**TASK REQUIREMENTS**
Every single line below has to be printed once more, exactly.

INPUT RECORDS Block Start

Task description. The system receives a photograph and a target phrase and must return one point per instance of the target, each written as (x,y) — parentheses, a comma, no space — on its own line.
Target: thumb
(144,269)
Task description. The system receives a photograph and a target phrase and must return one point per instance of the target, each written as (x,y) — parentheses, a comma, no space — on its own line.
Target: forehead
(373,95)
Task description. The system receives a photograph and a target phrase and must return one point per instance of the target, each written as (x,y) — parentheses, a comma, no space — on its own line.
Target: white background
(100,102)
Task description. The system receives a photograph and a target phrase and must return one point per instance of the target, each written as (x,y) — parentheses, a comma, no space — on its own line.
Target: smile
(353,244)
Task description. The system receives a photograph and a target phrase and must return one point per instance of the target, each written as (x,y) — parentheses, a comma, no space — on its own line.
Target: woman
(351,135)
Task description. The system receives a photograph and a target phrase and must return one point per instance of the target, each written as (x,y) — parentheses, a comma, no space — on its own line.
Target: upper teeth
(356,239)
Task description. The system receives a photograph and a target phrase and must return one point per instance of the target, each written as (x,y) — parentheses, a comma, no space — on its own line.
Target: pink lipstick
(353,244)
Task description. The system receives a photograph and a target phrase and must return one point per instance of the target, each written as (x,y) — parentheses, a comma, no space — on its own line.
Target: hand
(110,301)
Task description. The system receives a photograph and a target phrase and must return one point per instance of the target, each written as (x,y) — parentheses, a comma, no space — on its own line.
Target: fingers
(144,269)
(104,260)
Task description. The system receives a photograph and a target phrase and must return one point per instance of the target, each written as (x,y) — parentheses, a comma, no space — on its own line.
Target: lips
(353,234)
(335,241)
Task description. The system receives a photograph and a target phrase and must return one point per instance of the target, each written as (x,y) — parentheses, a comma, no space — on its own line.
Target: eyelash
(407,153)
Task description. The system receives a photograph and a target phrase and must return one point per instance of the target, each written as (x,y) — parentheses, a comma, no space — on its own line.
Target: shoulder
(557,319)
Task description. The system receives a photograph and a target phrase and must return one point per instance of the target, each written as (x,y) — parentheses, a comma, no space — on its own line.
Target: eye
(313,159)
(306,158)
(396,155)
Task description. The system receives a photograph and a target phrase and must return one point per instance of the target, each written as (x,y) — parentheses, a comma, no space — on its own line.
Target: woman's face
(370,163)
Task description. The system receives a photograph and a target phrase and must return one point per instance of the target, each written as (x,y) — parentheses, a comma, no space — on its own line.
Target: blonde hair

INPUT RECORDS Block End

**ANSWER TO THIS TASK**
Task description. The system receives a photograph and a target phrase and must return one point per instance of the target, each written as (x,y) — parentheses, a comma, no space — on its own line.
Target: thumb
(144,269)
Task description. The system receives a photograph and a target phrase and must return one point per instance of the target, each written as (x,y) — parentheses, a comma, no space — on its own line.
Target: forehead
(373,95)
Task description. The system receives a photograph and a target phrase and must return one point per instance of the target, each written as (x,y) — parentheses, a comma, no space — on its own line.
Target: white background
(100,102)
Task description. The system receives a photograph and a target phrase and must return one point per instance of the target, each written as (x,y) — parentheses, a comma, no space — on its own line.
Target: smile
(353,244)
Task description. The system receives a photograph and a target phrase and must return one point per instance of the target, each written as (x,y) — parentheses, a comma, no space — on its own line.
Target: woman
(351,135)
Task description. The system receives a photograph and a target phrase and must return one point per instance of the target, each written as (x,y) — parentheses, a comma, no space — on its own line.
Target: upper teeth
(356,239)
Task description. The system receives a photograph and a target phrase and must return one point per instance of the target, each written as (x,y) — parentheses, a comma, no space — on its own line.
Target: pink lipstick
(353,244)
Task description. The system receives a photograph and a target phrase and must return one point per instance of the target, each written as (x,y) — parentheses, a comma, no space — on its own line.
Target: hand
(110,301)
Task description. The system receives a photograph and a target phrase and must return one point per instance of the target, each written as (x,y) — parentheses, a comma, no space — on its own line.
Target: fingers
(144,269)
(104,260)
Task description. The system receives a photograph and a target phrase and must return one point per instance of the target, each written as (x,y) — parentheses, a comma, no space — on its own line.
Target: lips
(353,234)
(335,241)
Task description. The system receives a photograph and a target phrase and must return one point per instance of the target, each written as (x,y) — parentheses, a comma, no space — on its own line.
Target: eyelash
(407,153)
Task description. The system receives a photograph and a target phrase and must return one point per instance of the target, each written as (x,y) — parentheses, a comma, no space — on its own line.
Target: shoulder
(557,319)
Task description. The system receives a photograph and a target phrase and must return one point per instance of the target, each written as (x,y) — parentheses, a comma, no space — on its own line.
Target: eye
(313,159)
(306,158)
(396,155)
Task description. The system receives a photograph and a target phrase and must return one point per instance of the target, each written as (x,y) — parentheses, a comma, no space — on its own line.
Target: woman's face
(370,163)
Task description. The system receives a photograph and a target phrase and must return one point per instance of the target, each written as (x,y) — parentheses, a comma, no space — on its own line.
Target: blonde hair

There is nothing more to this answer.